# [AIM 1]
Please summarize the batch processing text in two sentences.
# [AIM 2]
Reproduce everything in the batch processing text from "Batch processing is" down to "datasets in parallel.".

# [EXCERPTED PASSAGE]

03_batch_processing

Batch Processing

Batch processing is a method for handling large volumes of data by grouping them into a single batch, typically without immediate user interaction. It is often useful in scenarios where tasks can be processed independently and do not require real-time results, such as nightly analytics jobs, building machine learning models, or transforming data for further analysis. A well-known paradigm in this domain is MapReduce, which operates across distributed clusters to handle massive datasets in parallel.

Batch Processing Flow

+---------------+    +--------------+    +----------------------------+    +--------------+
|               |    |              |    |                            |    |              |
| Data Sources  +--->+ Data Storage +--->+ Batch Processing System    +--->+ Final Output |
|               |    |              |    |   +-----+  +-----+  +-----+|    |              |
+---------------+    +--------------+    |   | J1  |  | J2  |  | J3  ||    +--------------+
      |                      |           |   +-----+  +-----+  +-----+|           |
      |                      |           +----------------------------+           |
      |                      |                           |                        |
      |                      |                           |                        |
      |______________________|___________________________|________________________|
                          (Accumulation Over Time)

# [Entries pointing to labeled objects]
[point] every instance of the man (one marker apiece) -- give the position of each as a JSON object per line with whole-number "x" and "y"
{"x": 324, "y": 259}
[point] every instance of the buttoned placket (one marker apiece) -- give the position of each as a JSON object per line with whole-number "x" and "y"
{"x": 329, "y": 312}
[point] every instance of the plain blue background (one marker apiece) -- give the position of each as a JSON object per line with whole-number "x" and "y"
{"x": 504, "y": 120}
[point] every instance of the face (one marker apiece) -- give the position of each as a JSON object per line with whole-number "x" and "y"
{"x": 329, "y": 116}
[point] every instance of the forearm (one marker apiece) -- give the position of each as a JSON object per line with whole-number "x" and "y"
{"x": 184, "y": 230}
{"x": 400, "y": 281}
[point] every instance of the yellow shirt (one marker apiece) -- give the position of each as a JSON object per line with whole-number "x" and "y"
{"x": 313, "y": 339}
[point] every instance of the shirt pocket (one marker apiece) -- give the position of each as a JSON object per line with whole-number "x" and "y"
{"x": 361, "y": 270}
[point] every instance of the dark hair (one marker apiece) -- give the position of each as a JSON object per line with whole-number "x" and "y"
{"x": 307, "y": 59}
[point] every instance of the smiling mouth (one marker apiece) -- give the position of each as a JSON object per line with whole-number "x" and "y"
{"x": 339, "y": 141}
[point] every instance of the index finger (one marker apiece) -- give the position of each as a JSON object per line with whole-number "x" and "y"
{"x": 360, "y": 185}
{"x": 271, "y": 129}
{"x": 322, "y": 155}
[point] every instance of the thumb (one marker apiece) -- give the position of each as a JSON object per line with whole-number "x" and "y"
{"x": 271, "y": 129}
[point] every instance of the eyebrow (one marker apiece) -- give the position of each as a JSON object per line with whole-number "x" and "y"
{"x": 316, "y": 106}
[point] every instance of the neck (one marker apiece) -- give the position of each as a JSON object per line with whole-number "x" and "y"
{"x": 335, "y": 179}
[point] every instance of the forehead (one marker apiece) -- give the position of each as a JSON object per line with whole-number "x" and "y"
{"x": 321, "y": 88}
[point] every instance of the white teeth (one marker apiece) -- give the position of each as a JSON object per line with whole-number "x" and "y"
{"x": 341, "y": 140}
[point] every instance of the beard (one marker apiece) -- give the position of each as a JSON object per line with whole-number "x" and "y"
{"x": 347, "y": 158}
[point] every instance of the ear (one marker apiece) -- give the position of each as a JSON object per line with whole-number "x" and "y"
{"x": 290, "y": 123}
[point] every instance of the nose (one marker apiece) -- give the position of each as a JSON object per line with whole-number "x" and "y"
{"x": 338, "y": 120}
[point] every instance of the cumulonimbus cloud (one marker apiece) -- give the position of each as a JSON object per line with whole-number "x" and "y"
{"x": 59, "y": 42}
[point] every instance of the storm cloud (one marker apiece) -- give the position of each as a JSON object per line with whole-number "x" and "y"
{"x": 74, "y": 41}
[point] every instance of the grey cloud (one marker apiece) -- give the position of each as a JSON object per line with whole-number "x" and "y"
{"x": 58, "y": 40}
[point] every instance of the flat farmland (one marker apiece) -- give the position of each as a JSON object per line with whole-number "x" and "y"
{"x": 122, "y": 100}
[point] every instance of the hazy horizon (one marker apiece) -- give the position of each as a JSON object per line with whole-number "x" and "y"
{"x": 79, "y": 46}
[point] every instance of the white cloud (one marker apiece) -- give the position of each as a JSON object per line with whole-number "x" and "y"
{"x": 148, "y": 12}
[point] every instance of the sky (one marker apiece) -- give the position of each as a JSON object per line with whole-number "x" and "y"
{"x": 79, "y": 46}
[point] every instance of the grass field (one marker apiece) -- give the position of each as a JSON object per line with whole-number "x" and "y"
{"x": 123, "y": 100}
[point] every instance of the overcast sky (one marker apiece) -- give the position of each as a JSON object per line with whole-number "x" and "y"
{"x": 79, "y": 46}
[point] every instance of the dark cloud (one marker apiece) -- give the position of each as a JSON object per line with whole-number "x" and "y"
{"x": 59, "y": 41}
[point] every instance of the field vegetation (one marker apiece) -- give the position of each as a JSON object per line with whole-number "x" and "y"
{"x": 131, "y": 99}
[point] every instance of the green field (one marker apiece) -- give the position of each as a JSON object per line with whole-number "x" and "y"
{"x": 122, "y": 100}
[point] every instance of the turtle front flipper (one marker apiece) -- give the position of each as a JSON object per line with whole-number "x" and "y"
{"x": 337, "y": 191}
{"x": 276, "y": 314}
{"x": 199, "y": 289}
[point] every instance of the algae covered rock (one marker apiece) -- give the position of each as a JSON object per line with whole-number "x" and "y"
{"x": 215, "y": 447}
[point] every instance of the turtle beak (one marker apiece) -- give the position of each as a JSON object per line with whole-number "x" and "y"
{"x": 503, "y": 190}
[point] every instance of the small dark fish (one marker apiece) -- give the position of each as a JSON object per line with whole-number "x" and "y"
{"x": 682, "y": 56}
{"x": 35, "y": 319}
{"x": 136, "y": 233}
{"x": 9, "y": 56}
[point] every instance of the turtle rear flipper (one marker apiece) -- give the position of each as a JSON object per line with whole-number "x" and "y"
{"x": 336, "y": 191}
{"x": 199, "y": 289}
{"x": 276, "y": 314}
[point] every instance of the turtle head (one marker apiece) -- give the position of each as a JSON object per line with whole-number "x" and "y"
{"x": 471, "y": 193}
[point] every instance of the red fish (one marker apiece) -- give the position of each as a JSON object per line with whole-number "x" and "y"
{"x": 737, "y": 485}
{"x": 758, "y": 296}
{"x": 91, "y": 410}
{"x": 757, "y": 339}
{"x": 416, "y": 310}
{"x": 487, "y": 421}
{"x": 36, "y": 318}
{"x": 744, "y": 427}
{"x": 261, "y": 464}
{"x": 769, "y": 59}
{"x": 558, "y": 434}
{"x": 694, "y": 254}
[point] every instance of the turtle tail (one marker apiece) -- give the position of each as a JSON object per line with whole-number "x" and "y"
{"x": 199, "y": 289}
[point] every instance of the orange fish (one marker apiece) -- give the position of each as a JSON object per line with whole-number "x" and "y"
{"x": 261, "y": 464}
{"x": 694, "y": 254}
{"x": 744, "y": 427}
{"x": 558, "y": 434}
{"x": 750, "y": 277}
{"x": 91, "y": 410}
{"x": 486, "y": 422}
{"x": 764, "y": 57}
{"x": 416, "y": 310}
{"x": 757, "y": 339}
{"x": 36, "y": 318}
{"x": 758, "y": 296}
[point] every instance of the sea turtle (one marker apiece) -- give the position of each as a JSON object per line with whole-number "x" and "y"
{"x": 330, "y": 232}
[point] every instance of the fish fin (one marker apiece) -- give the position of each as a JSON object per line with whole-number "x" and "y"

# [WORKED SOLUTION 1]
Batch processing handles large volumes of data by grouping them into a single batch, usually without immediate user interaction. It suits tasks that can be processed independently and don't need real-time results, such as nightly analytics jobs, building machine learning models, or transforming data for further analysis, and a well-known paradigm for it is MapReduce, which works across distributed clusters to handle massive datasets in parallel.

# [WORKED SOLUTION 2]
Batch processing is a method for handling large volumes of data by grouping them into a single batch, typically without immediate user interaction. It is often useful in scenarios where tasks can be processed independently and do not require real-time results, such as nightly analytics jobs, building machine learning models, or transforming data for further analysis. A well-known paradigm in this domain is MapReduce, which operates across distributed clusters to handle massive datasets in parallel.